## WHAT YOU NEED TO DO:
Pick out every line in the listing below that contains the word "garland" and copy each one.
DATA RECORDS start
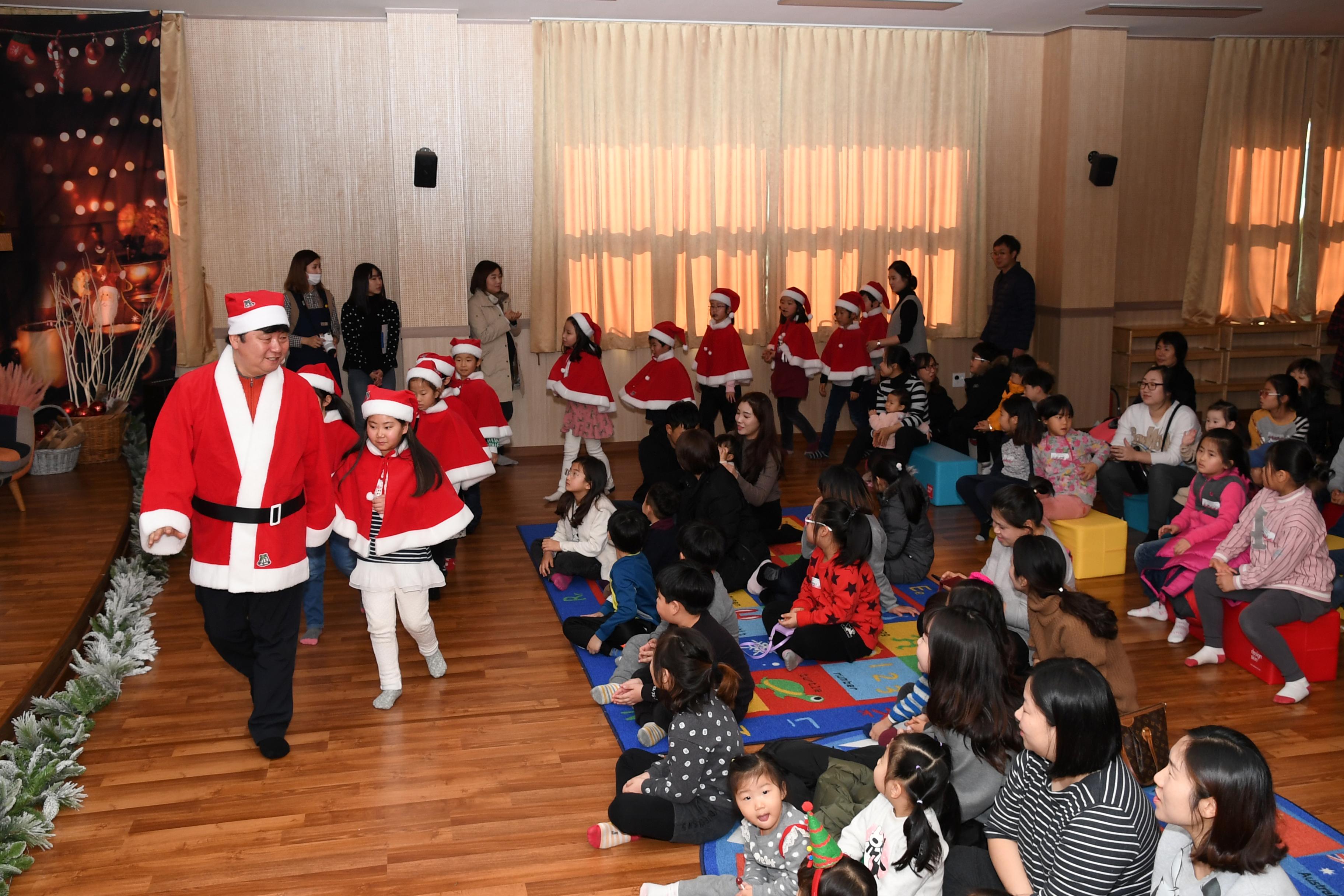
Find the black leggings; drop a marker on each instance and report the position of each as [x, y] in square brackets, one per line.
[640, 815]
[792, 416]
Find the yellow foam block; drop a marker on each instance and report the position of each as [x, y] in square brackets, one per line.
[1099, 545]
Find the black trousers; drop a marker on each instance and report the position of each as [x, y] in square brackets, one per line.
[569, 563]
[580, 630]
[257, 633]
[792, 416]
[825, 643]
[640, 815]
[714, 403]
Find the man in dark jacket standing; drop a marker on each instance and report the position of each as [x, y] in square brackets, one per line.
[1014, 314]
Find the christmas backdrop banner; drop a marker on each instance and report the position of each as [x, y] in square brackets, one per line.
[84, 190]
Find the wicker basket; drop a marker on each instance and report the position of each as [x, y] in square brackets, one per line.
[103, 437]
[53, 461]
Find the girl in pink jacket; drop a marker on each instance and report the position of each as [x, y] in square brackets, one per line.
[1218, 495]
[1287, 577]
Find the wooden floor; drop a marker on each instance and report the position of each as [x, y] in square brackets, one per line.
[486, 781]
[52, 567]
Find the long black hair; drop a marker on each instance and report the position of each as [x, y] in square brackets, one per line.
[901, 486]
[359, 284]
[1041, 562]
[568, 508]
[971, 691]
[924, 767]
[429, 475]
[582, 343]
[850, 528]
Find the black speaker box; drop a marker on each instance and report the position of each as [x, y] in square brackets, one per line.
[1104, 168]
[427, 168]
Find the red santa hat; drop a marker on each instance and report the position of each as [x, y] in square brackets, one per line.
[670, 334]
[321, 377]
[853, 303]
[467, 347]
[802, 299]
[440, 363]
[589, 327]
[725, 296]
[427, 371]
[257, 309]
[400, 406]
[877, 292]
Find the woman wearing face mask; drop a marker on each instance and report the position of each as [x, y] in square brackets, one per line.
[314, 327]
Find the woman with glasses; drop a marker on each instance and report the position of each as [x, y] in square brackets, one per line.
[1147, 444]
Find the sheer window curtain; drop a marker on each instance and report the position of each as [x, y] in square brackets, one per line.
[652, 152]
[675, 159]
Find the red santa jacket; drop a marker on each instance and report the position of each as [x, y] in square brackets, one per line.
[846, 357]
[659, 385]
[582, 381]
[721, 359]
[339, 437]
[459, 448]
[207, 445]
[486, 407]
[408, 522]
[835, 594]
DATA RECORDS end
DATA RECORDS start
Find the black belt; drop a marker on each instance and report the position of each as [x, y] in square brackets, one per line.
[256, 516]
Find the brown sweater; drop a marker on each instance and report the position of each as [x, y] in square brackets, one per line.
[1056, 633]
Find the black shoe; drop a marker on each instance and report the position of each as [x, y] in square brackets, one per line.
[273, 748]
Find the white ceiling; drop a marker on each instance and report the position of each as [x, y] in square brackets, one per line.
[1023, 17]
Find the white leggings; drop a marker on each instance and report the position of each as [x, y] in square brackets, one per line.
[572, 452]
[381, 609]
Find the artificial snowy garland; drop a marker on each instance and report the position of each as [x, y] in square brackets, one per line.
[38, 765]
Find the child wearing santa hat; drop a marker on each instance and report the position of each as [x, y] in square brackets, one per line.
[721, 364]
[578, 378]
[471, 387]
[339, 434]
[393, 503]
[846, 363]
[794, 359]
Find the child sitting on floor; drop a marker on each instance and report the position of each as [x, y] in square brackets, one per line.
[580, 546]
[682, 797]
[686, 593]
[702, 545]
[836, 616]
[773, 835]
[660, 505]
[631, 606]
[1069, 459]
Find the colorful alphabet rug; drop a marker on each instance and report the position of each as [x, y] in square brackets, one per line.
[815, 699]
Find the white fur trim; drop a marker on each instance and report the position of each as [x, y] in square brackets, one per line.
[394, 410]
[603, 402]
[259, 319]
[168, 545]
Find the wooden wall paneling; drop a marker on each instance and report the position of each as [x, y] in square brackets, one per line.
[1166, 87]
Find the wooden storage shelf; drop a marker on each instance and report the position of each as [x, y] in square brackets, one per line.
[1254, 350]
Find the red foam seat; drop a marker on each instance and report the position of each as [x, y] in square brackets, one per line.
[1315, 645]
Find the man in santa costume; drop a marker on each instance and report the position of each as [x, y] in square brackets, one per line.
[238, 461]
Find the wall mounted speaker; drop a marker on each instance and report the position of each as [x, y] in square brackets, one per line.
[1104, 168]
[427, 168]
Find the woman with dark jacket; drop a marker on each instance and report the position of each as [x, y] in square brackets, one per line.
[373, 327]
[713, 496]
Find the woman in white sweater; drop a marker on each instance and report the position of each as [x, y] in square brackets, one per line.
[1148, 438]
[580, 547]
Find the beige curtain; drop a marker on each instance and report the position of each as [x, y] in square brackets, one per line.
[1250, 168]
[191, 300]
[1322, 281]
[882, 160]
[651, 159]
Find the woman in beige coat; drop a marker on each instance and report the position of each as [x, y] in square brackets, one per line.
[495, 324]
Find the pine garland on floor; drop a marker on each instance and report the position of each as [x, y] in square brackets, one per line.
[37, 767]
DATA RECORDS end
## WRITTEN SOLUTION:
Find the artificial snowy garland; drop a marker on each instance and report the position of each as [x, y] in square brackets, one per line.
Find the pine garland on floor; drop a marker on each instance and report the position of each as [x, y] in square brackets, one per line.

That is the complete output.